■ EXERCISE
What the task needs is the data below, written out verbatim.

■ Dataset entries
⁂

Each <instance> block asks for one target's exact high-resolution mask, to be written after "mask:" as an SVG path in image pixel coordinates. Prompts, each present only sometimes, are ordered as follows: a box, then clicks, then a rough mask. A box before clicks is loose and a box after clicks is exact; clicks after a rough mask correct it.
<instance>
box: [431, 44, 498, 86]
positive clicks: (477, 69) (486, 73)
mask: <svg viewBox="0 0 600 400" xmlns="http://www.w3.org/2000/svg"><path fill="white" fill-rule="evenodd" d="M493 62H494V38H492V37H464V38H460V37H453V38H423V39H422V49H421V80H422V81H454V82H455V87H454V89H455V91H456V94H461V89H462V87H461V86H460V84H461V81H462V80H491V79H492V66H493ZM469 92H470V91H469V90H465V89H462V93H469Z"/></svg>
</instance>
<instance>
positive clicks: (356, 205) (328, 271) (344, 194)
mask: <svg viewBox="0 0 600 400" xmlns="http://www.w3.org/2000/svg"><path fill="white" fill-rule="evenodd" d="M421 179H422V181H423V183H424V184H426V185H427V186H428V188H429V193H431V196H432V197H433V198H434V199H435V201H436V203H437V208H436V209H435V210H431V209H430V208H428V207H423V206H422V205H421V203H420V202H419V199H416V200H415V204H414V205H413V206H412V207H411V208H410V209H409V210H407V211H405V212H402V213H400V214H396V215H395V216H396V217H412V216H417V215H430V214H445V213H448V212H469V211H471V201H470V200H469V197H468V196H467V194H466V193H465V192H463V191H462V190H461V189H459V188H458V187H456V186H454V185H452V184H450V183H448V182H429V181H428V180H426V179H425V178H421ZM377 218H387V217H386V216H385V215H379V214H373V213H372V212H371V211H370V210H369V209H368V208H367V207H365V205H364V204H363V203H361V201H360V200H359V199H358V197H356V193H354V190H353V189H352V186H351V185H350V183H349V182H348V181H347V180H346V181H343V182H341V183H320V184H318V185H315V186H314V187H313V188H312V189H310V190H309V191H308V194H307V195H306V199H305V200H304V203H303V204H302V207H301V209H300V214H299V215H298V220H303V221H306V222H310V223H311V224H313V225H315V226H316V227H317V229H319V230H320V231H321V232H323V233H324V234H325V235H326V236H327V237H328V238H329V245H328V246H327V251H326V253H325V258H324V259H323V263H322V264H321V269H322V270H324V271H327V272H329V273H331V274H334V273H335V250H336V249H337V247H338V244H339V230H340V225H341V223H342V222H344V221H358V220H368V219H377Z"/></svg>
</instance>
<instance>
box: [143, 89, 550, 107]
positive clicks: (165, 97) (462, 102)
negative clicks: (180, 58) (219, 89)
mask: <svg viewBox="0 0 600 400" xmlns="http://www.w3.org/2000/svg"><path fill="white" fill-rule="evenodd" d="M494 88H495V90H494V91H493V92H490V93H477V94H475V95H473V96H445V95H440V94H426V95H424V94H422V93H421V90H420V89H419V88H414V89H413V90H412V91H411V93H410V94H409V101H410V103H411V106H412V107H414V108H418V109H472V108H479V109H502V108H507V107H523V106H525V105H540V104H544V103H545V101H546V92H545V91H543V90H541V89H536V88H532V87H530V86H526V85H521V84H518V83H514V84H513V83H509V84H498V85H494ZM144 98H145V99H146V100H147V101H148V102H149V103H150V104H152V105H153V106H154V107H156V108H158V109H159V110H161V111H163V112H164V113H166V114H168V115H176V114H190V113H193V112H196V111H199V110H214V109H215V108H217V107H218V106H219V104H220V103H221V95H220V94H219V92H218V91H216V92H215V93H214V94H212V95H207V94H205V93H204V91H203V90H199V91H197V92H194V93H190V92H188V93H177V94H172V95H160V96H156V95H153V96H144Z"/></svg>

⁂

■ ANSWER FOR THIS EXERCISE
Each <instance> block asks for one target's exact high-resolution mask, to be written after "mask:" as an SVG path in image pixel coordinates. Prompts, each present only sometimes, are ordered as follows: a box, then clicks, then a rough mask. A box before clicks is loose and a box after clicks is exact; clicks after a rough mask correct it.
<instance>
box: [431, 44, 498, 86]
positive clicks: (477, 69) (486, 73)
mask: <svg viewBox="0 0 600 400" xmlns="http://www.w3.org/2000/svg"><path fill="white" fill-rule="evenodd" d="M493 62H494V38H492V37H464V38H460V37H453V38H423V39H422V49H421V80H422V81H454V82H455V87H454V89H455V91H456V94H461V89H462V87H461V86H460V84H461V81H462V80H491V79H492V66H493ZM469 92H470V91H469V90H465V89H462V93H469Z"/></svg>
</instance>
<instance>
positive clicks: (356, 205) (328, 271) (344, 194)
mask: <svg viewBox="0 0 600 400" xmlns="http://www.w3.org/2000/svg"><path fill="white" fill-rule="evenodd" d="M421 179H422V181H423V183H424V184H426V185H427V186H428V188H429V193H431V196H432V197H433V198H434V199H435V201H436V203H437V208H436V209H435V210H431V209H430V208H428V207H423V206H422V205H421V203H420V202H419V199H416V200H415V204H414V205H413V206H412V207H411V208H410V209H409V210H407V211H405V212H402V213H400V214H396V215H395V216H396V217H412V216H417V215H430V214H445V213H448V212H469V211H471V201H470V200H469V197H468V196H467V194H466V193H465V192H463V191H462V190H461V189H459V188H458V187H456V186H454V185H452V184H450V183H448V182H429V181H428V180H426V179H425V178H421ZM377 218H387V217H386V216H385V215H379V214H373V213H372V212H371V211H370V210H369V209H368V208H367V207H365V205H364V204H363V203H361V201H360V200H359V199H358V197H356V193H354V190H353V189H352V186H351V185H350V183H349V182H348V181H347V180H346V181H343V182H341V183H320V184H318V185H315V186H314V187H313V188H312V189H310V190H309V191H308V194H307V195H306V199H305V200H304V203H303V204H302V207H301V209H300V214H299V215H298V220H303V221H306V222H310V223H311V224H313V225H315V226H316V227H317V229H319V230H320V231H321V232H323V233H324V234H325V235H326V236H327V237H328V238H329V245H328V246H327V251H326V253H325V258H324V259H323V263H322V264H321V269H322V270H324V271H327V272H329V273H331V274H334V273H335V250H336V249H337V247H338V244H339V230H340V225H341V223H342V222H344V221H358V220H368V219H377Z"/></svg>
</instance>
<instance>
box: [143, 89, 550, 107]
positive clicks: (165, 97) (462, 102)
negative clicks: (180, 58) (219, 89)
mask: <svg viewBox="0 0 600 400" xmlns="http://www.w3.org/2000/svg"><path fill="white" fill-rule="evenodd" d="M494 88H495V90H494V91H493V92H490V93H477V94H475V95H473V96H445V95H440V94H426V95H424V94H422V93H421V90H420V89H419V88H414V89H413V90H412V91H411V93H410V94H409V101H410V103H411V106H412V107H414V108H418V109H472V108H479V109H502V108H507V107H523V106H525V105H540V104H544V103H545V101H546V92H545V91H543V90H541V89H536V88H532V87H530V86H526V85H521V84H518V83H514V84H513V83H509V84H498V85H494ZM144 98H145V99H146V100H147V101H148V102H149V103H150V104H152V105H153V106H154V107H156V108H158V109H159V110H161V111H163V112H164V113H166V114H168V115H176V114H190V113H193V112H196V111H199V110H214V109H215V108H217V107H218V106H219V104H220V103H221V95H220V94H219V92H218V91H216V92H215V93H214V94H212V95H207V94H205V93H204V91H203V90H199V91H197V92H194V93H190V92H188V93H177V94H172V95H160V96H156V95H153V96H144Z"/></svg>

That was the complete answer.